/MAOC

This repository was created to provide code and data to support the article "Matrix of Orthogonalised Atomic Orbital Coefficients Representation for Radicals and Ions."

Primary LanguageJupyter NotebookMIT LicenseMIT

Matrix of Orthogonalised Atomic Orbital Coefficients Representation for Radicals and Ions

This repository offers some insight into the code behind the Matrix of Orthogonalized Atomic Orbital Coeffients, a novel molecular representation that can be used to distinguish compounds with various charge and spin multiplicities. Furthermore, the article this github supports introduces two new chemical datasets, N-HPC-1, REDOX, and a variation of the QM7b dataset known as QM7b(X), which are also explained in this repository.

MAOC: A charge-variant molecular representation

The Matrix of Orthogonalized Atomic Orbital Coefficients (MAOC) is a charge-variant, symmetry-invariant molecular and atomic representation that can be used for quantum machine learning in predicting the QM properties (not limited to them) of molecular systems regardless of the ML model or system size. Users who are interested in generating MAOC can do so by installing the pypi package that supports the article that proposes MAOC:

pip install maoc-support-functions

The GitHub tutorial demonstrates how to use this package to build the MAOC representation.

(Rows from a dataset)
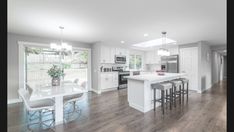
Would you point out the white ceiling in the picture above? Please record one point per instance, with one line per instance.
(112, 21)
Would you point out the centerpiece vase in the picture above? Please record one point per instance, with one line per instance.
(56, 81)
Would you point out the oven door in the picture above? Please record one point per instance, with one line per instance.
(123, 80)
(120, 59)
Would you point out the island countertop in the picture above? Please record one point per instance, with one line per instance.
(152, 77)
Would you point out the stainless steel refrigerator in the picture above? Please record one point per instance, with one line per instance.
(170, 63)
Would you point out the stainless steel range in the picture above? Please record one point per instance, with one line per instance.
(123, 82)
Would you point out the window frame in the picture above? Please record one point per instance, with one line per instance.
(21, 59)
(134, 69)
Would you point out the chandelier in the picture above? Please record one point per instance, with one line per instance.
(163, 51)
(63, 47)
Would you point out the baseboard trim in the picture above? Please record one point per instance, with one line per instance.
(12, 101)
(109, 89)
(96, 91)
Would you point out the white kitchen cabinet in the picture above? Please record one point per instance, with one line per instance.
(109, 80)
(189, 64)
(121, 51)
(174, 50)
(107, 54)
(151, 57)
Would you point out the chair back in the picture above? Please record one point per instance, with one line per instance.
(83, 84)
(76, 80)
(24, 94)
(29, 89)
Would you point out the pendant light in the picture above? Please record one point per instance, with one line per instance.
(63, 47)
(163, 51)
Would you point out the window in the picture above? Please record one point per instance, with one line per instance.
(40, 60)
(135, 62)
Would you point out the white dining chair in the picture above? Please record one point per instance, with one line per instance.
(32, 107)
(72, 99)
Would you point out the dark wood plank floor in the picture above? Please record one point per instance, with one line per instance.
(109, 112)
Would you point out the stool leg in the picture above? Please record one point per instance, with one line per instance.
(162, 100)
(174, 96)
(171, 98)
(187, 91)
(180, 93)
(183, 92)
(154, 98)
(166, 97)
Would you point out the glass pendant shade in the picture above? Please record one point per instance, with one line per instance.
(163, 51)
(63, 46)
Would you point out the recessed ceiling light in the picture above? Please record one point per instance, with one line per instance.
(155, 42)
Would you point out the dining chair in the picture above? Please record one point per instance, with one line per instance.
(33, 107)
(72, 99)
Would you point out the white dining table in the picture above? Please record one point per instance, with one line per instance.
(57, 92)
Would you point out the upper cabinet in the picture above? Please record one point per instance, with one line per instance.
(174, 50)
(151, 57)
(108, 54)
(121, 51)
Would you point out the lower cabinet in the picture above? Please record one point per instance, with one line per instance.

◆ Task list:
1) In the MAOC repository page, transcribe the passage starting with "MAOC: A charge-variant" and going on through "the MAOC representation.".
2) Write the next part of the MAOC repository page, picking up right after its last sentence.

◆ Results of the exercise:
1)
MAOC: A charge-variant molecular representation

The Matrix of Orthogonalized Atomic Orbital Coefficients (MAOC) is a charge-variant, symmetry-invariant molecular and atomic representation that can be used for quantum machine learning in predicting the QM properties (not limited to them) of molecular systems regardless of the ML model or system size. Users who are interested in generating MAOC can do so by installing the pypi package that supports the article that proposes MAOC:

pip install maoc-support-functions

The GitHub tutorial demonstrates how to use this package to build the MAOC representation.

2)
Before installing MAOC, one should be aware of the dependencies that this package relies on:

Dependencies Version PATH
pandas 1.0.5 https://pandas.pydata.org/
numpy 1.20.0 https://numpy.org/
scikit-learn 1.2.1 https://scikit-learn.org/stable/
pyscf 2.1 https://pyscf.org/index.html
qml 0.4.0.27 https://www.qmlcode.org/index.html
natsort 8.3.1 https://natsort.readthedocs.io/en/stable/index.html
openbabel 3.1.1.1 https://openbabel.org/docs/dev/UseTheLibrary/PythonInstall.html

Please see the collapsed section below for more information on how to use the codes from the maoc-support-functions package, or refer to the package's pypi documentation (MAOC)

How to use Full_MAOC

output=Full_MAOC(path=None, basis_set='pcseg-0',charge=0,spin=0)

INPUT:

  • --path -> (Str) The full path to your xyz files. Keep in mind that the *.xyz extension is required ;

  • --basis_set -> (Str) The basis set that the user wishes to use to generate orthogonalized atomic orbitals. The reference basis set is kept unchanged (ANO), but users can simply modify the code to change it (defailt: 'pcseg-0') ;

  • --charge -> (Int) The molecular system's charge (default:0) ;

  • --spin -> (Int) The molecular system's spin multiplicity (default:0).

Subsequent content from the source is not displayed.